> [About this task] As soon as the line containing "Each instance of the green bulwark" appears, start repeating lines exactly and continue to the end of the entries; please skip pictures.

Start of Listed records

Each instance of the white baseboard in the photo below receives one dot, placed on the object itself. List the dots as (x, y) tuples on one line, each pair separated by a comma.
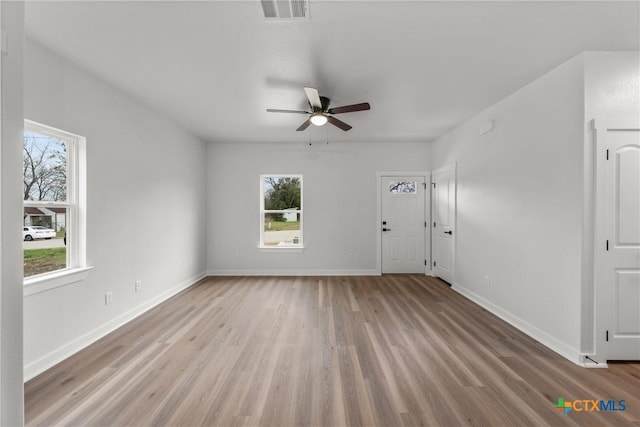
[(372, 272), (537, 334), (37, 367)]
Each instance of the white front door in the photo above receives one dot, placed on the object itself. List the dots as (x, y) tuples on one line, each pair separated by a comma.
[(403, 224), (618, 243), (443, 205)]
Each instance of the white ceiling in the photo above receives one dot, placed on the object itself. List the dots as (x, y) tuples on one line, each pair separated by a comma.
[(215, 66)]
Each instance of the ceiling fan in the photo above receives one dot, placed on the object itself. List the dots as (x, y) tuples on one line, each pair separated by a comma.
[(321, 113)]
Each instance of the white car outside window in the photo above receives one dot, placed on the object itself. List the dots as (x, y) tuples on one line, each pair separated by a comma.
[(37, 232)]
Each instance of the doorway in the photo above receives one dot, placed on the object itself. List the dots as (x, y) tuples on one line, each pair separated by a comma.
[(617, 240), (443, 205), (402, 223)]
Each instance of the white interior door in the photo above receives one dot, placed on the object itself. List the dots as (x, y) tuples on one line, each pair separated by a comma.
[(443, 205), (403, 224), (618, 243)]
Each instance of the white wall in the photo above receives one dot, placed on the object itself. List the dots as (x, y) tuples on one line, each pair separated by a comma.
[(11, 385), (520, 201), (612, 89), (339, 204), (145, 208)]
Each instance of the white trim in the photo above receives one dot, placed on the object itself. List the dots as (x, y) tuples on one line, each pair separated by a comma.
[(539, 335), (599, 232), (63, 352), (369, 272), (427, 214), (47, 281), (281, 249)]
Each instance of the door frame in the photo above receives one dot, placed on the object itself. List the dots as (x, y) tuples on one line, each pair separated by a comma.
[(427, 215), (599, 235), (453, 167)]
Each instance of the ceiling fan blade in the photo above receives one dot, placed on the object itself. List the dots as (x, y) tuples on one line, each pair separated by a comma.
[(304, 125), (350, 108), (314, 98), (275, 110), (339, 123)]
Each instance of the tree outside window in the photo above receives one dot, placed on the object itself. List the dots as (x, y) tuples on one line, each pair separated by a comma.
[(281, 211)]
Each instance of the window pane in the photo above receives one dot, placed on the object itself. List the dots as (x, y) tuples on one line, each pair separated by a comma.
[(406, 187), (282, 229), (44, 240), (44, 167), (281, 193)]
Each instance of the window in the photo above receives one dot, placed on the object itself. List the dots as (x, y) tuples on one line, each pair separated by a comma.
[(402, 187), (51, 230), (281, 211)]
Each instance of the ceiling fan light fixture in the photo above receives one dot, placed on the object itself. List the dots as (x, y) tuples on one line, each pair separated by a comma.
[(318, 119)]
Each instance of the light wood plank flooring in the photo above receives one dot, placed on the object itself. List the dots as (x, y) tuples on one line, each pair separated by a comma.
[(323, 351)]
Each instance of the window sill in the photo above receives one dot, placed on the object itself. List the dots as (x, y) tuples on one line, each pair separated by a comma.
[(45, 282), (282, 249)]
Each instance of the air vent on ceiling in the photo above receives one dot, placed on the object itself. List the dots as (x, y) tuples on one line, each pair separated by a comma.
[(285, 9)]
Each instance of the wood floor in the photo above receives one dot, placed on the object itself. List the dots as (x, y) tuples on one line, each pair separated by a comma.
[(323, 351)]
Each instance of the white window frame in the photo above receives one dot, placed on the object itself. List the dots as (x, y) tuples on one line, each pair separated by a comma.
[(263, 211), (75, 206)]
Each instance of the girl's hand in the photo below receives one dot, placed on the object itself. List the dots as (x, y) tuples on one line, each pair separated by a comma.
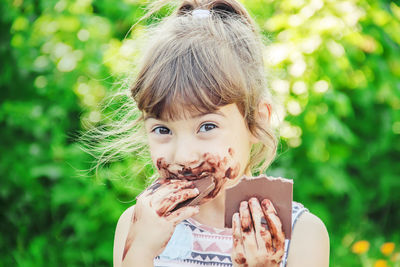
[(256, 243), (153, 221)]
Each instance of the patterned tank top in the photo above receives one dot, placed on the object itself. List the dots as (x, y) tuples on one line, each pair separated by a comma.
[(194, 244)]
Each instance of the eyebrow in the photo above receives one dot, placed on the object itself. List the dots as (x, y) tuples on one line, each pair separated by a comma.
[(217, 112)]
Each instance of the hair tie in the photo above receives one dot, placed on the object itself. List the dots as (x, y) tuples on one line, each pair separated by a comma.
[(201, 13)]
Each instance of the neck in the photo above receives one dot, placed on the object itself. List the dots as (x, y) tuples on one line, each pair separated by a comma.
[(212, 213)]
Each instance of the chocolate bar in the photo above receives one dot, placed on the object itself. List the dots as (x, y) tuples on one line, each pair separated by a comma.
[(278, 190)]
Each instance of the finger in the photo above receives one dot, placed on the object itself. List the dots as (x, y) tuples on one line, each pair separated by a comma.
[(182, 214), (168, 204), (237, 248), (275, 225), (247, 229), (258, 219)]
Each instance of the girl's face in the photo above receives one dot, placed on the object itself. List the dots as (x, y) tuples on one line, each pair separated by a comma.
[(216, 143)]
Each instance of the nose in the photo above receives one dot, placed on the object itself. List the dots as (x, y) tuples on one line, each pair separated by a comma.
[(185, 152)]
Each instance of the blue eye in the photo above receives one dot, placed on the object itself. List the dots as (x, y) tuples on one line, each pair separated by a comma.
[(207, 127), (161, 130)]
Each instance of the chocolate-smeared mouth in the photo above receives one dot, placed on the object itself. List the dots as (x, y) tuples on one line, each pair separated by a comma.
[(205, 186)]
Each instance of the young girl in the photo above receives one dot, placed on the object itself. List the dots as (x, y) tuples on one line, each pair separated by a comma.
[(206, 113)]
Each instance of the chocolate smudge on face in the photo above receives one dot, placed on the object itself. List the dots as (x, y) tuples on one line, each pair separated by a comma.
[(210, 166)]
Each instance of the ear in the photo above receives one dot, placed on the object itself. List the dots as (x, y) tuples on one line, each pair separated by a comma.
[(263, 116)]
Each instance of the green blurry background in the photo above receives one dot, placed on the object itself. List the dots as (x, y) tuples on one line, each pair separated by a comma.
[(333, 65)]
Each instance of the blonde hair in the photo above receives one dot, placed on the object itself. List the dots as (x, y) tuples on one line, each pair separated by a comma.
[(201, 64)]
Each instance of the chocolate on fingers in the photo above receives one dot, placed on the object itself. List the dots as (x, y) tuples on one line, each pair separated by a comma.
[(263, 236)]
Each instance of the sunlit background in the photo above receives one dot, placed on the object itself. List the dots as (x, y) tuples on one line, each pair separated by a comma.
[(334, 67)]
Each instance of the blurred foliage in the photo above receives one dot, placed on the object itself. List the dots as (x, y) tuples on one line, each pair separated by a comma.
[(335, 69)]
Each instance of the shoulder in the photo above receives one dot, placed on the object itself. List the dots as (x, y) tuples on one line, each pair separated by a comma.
[(121, 233), (310, 242)]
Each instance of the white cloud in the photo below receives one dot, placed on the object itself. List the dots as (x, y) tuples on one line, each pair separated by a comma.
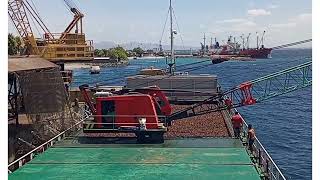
[(232, 20), (258, 12), (305, 17), (299, 20), (273, 6), (284, 25)]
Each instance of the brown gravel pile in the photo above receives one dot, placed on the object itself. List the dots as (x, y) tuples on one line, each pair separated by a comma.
[(208, 125)]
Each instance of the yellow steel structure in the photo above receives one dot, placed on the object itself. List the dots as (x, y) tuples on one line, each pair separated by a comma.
[(65, 46)]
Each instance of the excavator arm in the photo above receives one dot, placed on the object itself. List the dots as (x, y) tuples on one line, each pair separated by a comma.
[(83, 89), (252, 92)]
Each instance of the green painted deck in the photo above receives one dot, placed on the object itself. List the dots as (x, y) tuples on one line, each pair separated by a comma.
[(209, 158)]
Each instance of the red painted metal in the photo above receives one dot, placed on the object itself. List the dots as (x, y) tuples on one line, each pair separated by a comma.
[(129, 109)]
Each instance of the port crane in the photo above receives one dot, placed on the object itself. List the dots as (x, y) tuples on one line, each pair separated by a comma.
[(65, 46), (147, 111)]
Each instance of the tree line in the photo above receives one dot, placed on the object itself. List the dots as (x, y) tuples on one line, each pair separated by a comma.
[(118, 53)]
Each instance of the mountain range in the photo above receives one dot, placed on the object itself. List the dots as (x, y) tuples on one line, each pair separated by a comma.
[(144, 46)]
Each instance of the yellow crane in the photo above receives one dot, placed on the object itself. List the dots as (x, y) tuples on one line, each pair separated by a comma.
[(65, 46)]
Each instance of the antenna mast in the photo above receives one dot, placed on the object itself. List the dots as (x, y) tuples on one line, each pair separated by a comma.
[(172, 59)]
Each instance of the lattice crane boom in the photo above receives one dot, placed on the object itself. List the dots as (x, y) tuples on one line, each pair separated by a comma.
[(76, 21), (252, 92), (18, 15)]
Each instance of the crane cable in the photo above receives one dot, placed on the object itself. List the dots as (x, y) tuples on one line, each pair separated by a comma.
[(178, 28), (164, 25)]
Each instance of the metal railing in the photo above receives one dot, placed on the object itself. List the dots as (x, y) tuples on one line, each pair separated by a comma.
[(113, 124), (268, 167)]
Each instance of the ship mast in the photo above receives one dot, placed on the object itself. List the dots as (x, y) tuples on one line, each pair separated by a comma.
[(172, 60)]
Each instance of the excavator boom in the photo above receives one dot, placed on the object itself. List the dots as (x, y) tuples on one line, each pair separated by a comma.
[(252, 92)]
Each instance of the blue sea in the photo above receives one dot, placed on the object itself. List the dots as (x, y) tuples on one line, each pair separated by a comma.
[(283, 124)]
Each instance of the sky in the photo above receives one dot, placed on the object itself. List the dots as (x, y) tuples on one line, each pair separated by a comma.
[(124, 21)]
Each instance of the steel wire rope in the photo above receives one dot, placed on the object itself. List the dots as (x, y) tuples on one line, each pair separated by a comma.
[(34, 24), (165, 77), (197, 68), (246, 80), (67, 7), (164, 26), (182, 65), (178, 28)]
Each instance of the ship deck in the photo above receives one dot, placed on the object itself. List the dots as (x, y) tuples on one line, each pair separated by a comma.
[(81, 157)]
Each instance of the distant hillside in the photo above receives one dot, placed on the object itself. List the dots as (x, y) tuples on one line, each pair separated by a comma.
[(131, 45)]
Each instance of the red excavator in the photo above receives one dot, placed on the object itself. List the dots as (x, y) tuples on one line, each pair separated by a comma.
[(142, 112), (147, 111)]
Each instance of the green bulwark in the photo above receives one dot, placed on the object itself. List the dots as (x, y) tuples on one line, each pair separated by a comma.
[(209, 158)]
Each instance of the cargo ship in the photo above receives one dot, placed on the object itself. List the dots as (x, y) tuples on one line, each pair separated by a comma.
[(232, 47)]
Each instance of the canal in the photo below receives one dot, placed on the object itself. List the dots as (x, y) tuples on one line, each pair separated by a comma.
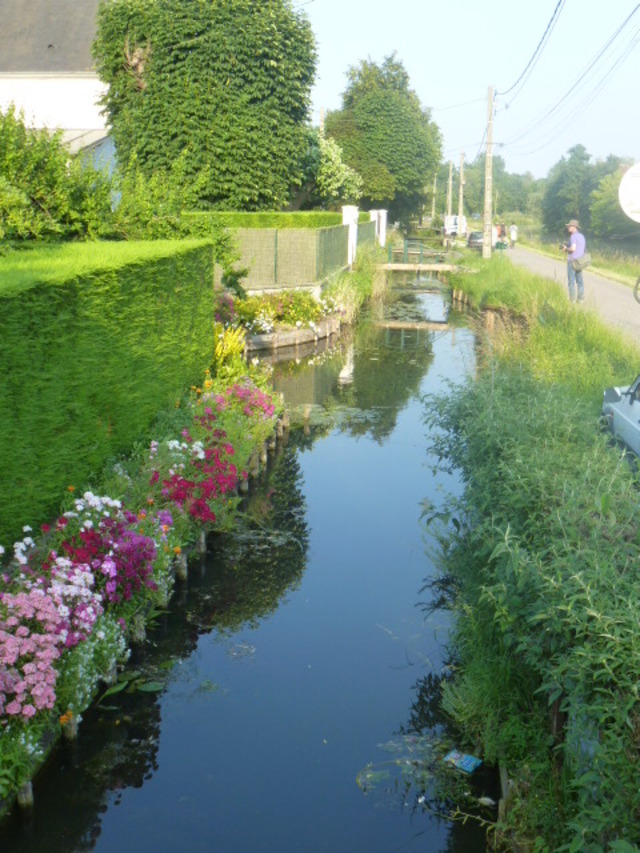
[(278, 704)]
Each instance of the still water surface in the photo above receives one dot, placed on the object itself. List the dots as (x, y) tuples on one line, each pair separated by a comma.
[(296, 649)]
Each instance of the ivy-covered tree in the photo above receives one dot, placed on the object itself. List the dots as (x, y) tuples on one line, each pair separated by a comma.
[(387, 137), (228, 81), (45, 193)]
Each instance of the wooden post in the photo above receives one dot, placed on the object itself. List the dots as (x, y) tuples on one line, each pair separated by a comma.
[(488, 180)]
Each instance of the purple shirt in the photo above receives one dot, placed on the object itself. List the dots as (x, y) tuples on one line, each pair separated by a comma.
[(579, 242)]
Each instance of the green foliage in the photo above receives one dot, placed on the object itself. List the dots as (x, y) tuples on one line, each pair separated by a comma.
[(227, 82), (569, 188), (328, 181), (287, 308), (44, 193), (268, 219), (540, 550), (387, 137), (352, 290), (90, 354)]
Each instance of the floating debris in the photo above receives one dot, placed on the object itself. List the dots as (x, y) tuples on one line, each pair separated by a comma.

End of Listed records

> [Result of the task]
Each instance of the green bulwark in the photo above receives one dot, placed on the object itself. List the dots as (x, y) tuples on one line, each pair separated by a comma.
[(209, 158)]
Each instance of the cargo ship in the photo above receives one dot, placed on the object itself. List the dots as (x, y) tuples on one line, each pair separated by a comma.
[(232, 47)]
Each instance of the canal in the photo below receives one dot, placed on the object itself. List the dots as (x, y) tuples on one line, each pair separated by a comma.
[(278, 704)]
Each instance of the still water surface in the photo above receives one dot, placed on the object itself. List the dots as (x, y) tuples on one line, each pair separated by a comma.
[(296, 649)]
Each instance of the ivy-covered tree in the photo above receives one dot, placed on the object itself. List the dots as (x, y) tuples on one line, each pair separated by a comma.
[(387, 137), (228, 81), (45, 193)]
Each instance of the wooden post in the photo above receives one dot, placed on the object itself. List the dots as (x, y) tuples on one line, each pair separated by a comma.
[(488, 180)]
Each instance of the purple shirt in the photo above receives one dot, placed on the object itself. List the dots as (x, y) tuples on one line, each pair separated by a comma.
[(579, 242)]
Each instance of the green foliage in the photo above receives one dot, placed on the object itself. List the dots as (x, y) tuples on one line, each pair separated by a comma.
[(227, 82), (569, 188), (328, 181), (287, 308), (44, 193), (268, 219), (540, 550), (387, 137), (352, 290), (90, 354)]
Each instance of the floating debris in the photo above receives one dot, placed on the object itself. List the dots as (x, y) tuples on one line, each pair separated by a comma.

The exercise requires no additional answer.